*** Extracted material

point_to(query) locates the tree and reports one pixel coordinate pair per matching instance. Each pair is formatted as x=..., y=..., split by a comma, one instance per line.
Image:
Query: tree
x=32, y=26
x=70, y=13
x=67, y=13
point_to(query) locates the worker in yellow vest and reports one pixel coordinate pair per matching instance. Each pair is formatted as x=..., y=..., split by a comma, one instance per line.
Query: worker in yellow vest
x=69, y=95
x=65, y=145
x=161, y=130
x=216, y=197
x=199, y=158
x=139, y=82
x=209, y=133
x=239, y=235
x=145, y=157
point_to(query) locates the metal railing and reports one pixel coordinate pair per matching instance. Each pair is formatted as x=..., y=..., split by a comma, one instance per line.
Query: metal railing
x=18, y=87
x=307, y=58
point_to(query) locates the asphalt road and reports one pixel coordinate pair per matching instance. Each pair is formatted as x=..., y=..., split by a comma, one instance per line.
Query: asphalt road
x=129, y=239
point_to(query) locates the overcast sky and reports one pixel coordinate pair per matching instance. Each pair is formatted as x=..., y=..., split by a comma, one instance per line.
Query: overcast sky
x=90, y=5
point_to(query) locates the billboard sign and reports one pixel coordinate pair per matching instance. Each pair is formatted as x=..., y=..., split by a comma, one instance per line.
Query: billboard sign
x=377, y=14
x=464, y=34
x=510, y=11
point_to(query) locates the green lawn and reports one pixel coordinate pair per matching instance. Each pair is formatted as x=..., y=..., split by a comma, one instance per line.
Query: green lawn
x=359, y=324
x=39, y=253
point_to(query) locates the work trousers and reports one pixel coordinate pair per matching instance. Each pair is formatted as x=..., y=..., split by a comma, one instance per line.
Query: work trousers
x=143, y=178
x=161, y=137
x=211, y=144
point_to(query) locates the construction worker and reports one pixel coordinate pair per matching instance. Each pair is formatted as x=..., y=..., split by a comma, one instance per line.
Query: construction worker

******

### What you have to do
Scan the material for "pair" and copy the lines that hold it.

### Answer for this exercise
point_to(query) locates the tree and reports one pixel coordinate pair per matching instance. Each pair is formatted as x=..., y=..., split by a comma, one instance per line.
point_to(query) locates the worker in yellow vest and reports one pixel coordinate pair per matching instance. Each pair is formatted as x=..., y=..., split by a comma, one instance per line.
point_to(query) locates the metal railing and reports one pixel coordinate pair per matching instance. Each pair is formatted as x=..., y=..., split by a comma, one instance per line.
point_to(query) locates the asphalt road and reports one pixel coordinate pair per matching instance. Each pair is formatted as x=..., y=..., split by a comma, one instance per line.
point_to(query) locates the overcast sky and reports one pixel coordinate pair per matching instance. Each pair is formatted as x=..., y=..., split by a comma, one instance per line.
point_to(query) locates the billboard sign and reports one pixel coordinate pair per matching instance. Each pair is formatted as x=..., y=..., split by a comma, one instance per line.
point_to(query) locates the green lawn and reports one pixel coordinate pair per matching instance. Each pair is formatted as x=..., y=..., split by a comma, one instance per line.
point_to(query) locates the work trousers and reports one pixel coordinate pair per matching instance. Each pair is formatted as x=..., y=..., split by a comma, one instance per line.
point_to(query) locates the construction worker and reports one pixel coordinate pair per matching instance. Each pair is formatted as x=..., y=..., split by a comma, one instance per line.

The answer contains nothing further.